◆ Do this ◆
Every line of the material that follows must be printed again exactly.
◇ ◇ ◇ ◇
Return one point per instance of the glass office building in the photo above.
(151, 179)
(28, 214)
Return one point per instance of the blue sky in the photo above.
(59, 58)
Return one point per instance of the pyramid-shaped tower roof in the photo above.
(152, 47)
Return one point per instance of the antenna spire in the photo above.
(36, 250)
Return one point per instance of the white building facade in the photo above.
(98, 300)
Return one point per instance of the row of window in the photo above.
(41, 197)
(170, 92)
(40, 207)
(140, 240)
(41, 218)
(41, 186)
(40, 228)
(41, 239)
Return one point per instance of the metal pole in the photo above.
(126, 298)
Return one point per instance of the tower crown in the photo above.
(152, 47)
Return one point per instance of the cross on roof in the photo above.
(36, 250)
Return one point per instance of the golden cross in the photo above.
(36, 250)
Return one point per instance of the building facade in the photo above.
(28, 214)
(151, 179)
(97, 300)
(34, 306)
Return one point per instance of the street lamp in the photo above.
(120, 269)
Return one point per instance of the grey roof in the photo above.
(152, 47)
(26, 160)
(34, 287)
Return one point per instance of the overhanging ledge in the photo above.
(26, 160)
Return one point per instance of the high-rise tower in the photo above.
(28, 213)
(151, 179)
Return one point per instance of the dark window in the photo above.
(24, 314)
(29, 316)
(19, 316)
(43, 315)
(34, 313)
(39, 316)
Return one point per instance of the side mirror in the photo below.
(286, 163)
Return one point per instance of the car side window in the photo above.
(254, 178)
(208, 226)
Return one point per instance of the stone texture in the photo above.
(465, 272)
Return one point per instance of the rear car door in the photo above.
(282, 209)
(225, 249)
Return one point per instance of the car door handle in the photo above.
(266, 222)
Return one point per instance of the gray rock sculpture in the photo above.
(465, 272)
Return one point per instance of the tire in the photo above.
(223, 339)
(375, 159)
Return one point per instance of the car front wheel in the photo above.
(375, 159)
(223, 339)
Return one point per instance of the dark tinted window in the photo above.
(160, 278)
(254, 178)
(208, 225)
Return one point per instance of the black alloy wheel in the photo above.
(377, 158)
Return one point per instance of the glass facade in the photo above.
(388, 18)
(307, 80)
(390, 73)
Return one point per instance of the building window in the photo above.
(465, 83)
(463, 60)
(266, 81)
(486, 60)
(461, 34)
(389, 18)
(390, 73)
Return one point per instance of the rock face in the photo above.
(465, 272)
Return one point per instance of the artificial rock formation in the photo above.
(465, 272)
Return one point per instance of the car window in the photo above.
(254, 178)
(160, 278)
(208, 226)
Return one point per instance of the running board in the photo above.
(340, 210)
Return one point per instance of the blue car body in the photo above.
◇ ◇ ◇ ◇
◆ Task response ◆
Return one point per instance of the glass office building in the photo above.
(151, 179)
(28, 214)
Return one point per instance of the blue sky in the photo above.
(59, 58)
Return one point per instance of the pyramid-shaped tower roof in the photo above.
(152, 47)
Return one point per instance of the antenna spire in the photo above.
(36, 250)
Return one point per instance of the white building facade in the photo above.
(98, 300)
Return one point per instance of the row of window in the photo above.
(41, 197)
(170, 92)
(40, 207)
(140, 240)
(41, 218)
(41, 186)
(40, 228)
(41, 239)
Return one point per instance of the metal pole in the photo above.
(126, 298)
Return one point per instance of the tower crown in the photo above.
(152, 47)
Return one point per instance of the cross on roof in the photo above.
(36, 250)
Return one point per instance of the golden cross in the photo above.
(36, 250)
Return one point per instance of the building facade in the photo above.
(28, 214)
(151, 179)
(97, 300)
(34, 306)
Return one point per instance of the street lamp in the photo above.
(120, 269)
Return one point per instance of the grey roof in the photo above.
(152, 47)
(26, 160)
(34, 287)
Return one point per instance of the overhanging ledge in the photo above.
(26, 160)
Return one point per instance of the high-rise tower in the photo above.
(28, 213)
(151, 179)
Return one point per instance of the dark window in the photo above.
(24, 314)
(29, 316)
(19, 316)
(43, 315)
(34, 313)
(39, 316)
Return one point per instance of the side mirror in the photo below.
(286, 163)
Return one point per instance of the car side window in the photo above.
(254, 178)
(208, 226)
Return one point per instance of the stone texture in the photo above.
(465, 272)
Return one point per instance of the rear car door in the photo above.
(282, 209)
(225, 249)
Return one point per instance of the car door handle in the photo above.
(266, 222)
Return one point per instance of the gray rock sculpture in the photo above.
(465, 272)
Return one point per instance of the tire in the photo above.
(223, 339)
(375, 159)
Return one point per instance of the car front wheel in the photo above.
(375, 159)
(223, 339)
Return one point per instance of the dark tinted window in the photo above.
(160, 278)
(254, 178)
(208, 225)
Return one point per instance of the black alloy wheel in the photo above.
(377, 158)
Return one point per instance of the glass facade in the photo above.
(388, 18)
(307, 80)
(390, 73)
Return one point per instance of the building window in the photo above.
(465, 83)
(463, 60)
(266, 81)
(486, 60)
(461, 34)
(389, 18)
(390, 73)
Return one point per instance of the rock face in the photo above.
(465, 272)
Return one point per instance of the artificial rock formation in the photo above.
(465, 272)
Return one point per instance of the car window in the photo above.
(254, 178)
(160, 278)
(208, 226)
Return one point per instance of the running board in the photo above.
(340, 210)
Return one point per instance of the blue car body in the photo above.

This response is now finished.